BEGIN Extracted material
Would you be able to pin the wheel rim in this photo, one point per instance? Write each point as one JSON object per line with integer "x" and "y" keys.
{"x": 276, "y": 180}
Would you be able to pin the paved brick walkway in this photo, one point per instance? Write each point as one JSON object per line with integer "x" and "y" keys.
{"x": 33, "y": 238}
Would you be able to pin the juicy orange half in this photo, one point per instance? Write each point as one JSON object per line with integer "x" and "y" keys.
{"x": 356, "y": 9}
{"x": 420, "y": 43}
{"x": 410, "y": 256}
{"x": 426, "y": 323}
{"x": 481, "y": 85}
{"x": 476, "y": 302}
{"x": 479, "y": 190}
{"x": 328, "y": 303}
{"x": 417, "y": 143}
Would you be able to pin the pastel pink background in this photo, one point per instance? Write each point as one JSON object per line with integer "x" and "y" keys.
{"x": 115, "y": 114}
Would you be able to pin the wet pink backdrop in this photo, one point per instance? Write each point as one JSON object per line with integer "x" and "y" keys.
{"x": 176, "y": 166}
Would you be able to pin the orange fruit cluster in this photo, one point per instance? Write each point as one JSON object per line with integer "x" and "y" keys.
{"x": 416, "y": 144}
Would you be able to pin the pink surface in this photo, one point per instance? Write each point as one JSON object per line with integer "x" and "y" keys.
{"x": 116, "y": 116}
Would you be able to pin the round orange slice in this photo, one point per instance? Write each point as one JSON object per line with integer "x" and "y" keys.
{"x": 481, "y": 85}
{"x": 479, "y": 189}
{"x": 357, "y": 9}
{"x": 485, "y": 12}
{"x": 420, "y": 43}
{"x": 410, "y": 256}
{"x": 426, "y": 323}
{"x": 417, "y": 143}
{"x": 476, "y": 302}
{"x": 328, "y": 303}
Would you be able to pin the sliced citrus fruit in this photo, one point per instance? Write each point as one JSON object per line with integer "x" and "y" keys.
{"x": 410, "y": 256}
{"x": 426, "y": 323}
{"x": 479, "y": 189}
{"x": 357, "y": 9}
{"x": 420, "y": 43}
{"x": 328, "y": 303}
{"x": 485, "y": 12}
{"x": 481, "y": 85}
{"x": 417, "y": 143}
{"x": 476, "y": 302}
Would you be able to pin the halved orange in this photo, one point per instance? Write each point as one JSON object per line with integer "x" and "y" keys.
END Extracted material
▶ **Objective**: Convert the records above into a JSON array of strings, with one string per line and no blank lines.

▶ **Response to this exercise**:
[
  "Would you be able to pin the wheel rim in this photo, one point per instance? Write each point as one JSON object per line with integer \"x\" and \"y\" keys.",
  "{\"x\": 276, \"y\": 180}",
  "Would you be able to pin the paved brick walkway in this photo, one point per instance? Write each point as one JSON object per line with integer \"x\" and \"y\" keys.",
  "{\"x\": 33, \"y\": 238}",
  "Would you be able to pin the juicy orange half in this photo, one point per instance? Write each point as one JSON object per line with integer \"x\" and \"y\" keys.",
  "{\"x\": 356, \"y\": 9}",
  "{\"x\": 420, \"y\": 43}",
  "{\"x\": 410, \"y\": 256}",
  "{\"x\": 426, \"y\": 323}",
  "{\"x\": 481, \"y\": 85}",
  "{\"x\": 476, \"y\": 302}",
  "{\"x\": 479, \"y\": 190}",
  "{\"x\": 328, \"y\": 303}",
  "{\"x\": 417, \"y\": 143}",
  "Would you be able to pin the pastel pink background in this photo, one point per instance? Write each point as one JSON object per line with integer \"x\" and \"y\" keys.",
  "{\"x\": 115, \"y\": 114}",
  "Would you be able to pin the wet pink backdrop in this photo, one point per instance? Write each point as one JSON object per line with integer \"x\" and \"y\" keys.",
  "{\"x\": 176, \"y\": 166}",
  "Would you be able to pin the orange fruit cluster in this photo, one point per instance? Write each point as one JSON object per line with integer \"x\" and \"y\" keys.",
  "{\"x\": 416, \"y\": 144}",
  "Would you be able to pin the pink surface in this photo, one point per instance? Write each point as one JSON object per line with integer \"x\" and \"y\" keys.",
  "{\"x\": 116, \"y\": 116}",
  "Would you be able to pin the round orange slice in this photo, one point per instance? Write each point as one JSON object per line with integer \"x\" and \"y\" keys.",
  "{\"x\": 481, \"y\": 85}",
  "{\"x\": 479, \"y\": 189}",
  "{\"x\": 357, \"y\": 9}",
  "{\"x\": 485, \"y\": 12}",
  "{\"x\": 420, \"y\": 43}",
  "{\"x\": 410, \"y\": 256}",
  "{\"x\": 426, \"y\": 323}",
  "{\"x\": 417, \"y\": 143}",
  "{\"x\": 476, \"y\": 302}",
  "{\"x\": 328, \"y\": 303}",
  "Would you be able to pin the sliced citrus fruit in this photo, one point per instance? Write each point as one JSON object per line with integer \"x\" and \"y\" keys.",
  "{\"x\": 410, \"y\": 256}",
  "{\"x\": 426, \"y\": 323}",
  "{\"x\": 479, \"y\": 189}",
  "{\"x\": 357, \"y\": 9}",
  "{\"x\": 420, \"y\": 43}",
  "{\"x\": 328, \"y\": 303}",
  "{\"x\": 485, \"y\": 12}",
  "{\"x\": 481, \"y\": 85}",
  "{\"x\": 417, \"y\": 143}",
  "{\"x\": 476, \"y\": 302}",
  "Would you be able to pin the halved orange in this photo, one point per instance? Write each point as one JSON object per line with integer \"x\" and \"y\" keys."
]